= Beginning of Section =

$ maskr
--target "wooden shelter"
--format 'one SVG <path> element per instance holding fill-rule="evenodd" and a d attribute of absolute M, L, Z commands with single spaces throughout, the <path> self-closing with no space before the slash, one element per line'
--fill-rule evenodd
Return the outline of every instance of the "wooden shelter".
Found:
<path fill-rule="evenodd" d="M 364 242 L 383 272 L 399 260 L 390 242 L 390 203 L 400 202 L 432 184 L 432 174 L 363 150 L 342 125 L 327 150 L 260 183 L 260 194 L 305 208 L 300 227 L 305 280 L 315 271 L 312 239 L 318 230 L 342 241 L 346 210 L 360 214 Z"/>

= End of Section =

The whole of the material above needs to be copied exactly.

$ maskr
--target "wooden shelter"
--format 'one SVG <path> element per instance holding fill-rule="evenodd" and a d attribute of absolute M, L, Z commands with single spaces throughout, the <path> self-closing with no space before the slash, one element per line'
--fill-rule evenodd
Return the outline of every instance of the "wooden shelter".
Found:
<path fill-rule="evenodd" d="M 364 242 L 383 272 L 399 260 L 390 242 L 390 203 L 400 202 L 432 184 L 432 174 L 363 150 L 342 125 L 327 150 L 260 183 L 260 194 L 305 208 L 300 227 L 305 280 L 315 271 L 312 239 L 318 230 L 342 241 L 346 210 L 360 214 Z"/>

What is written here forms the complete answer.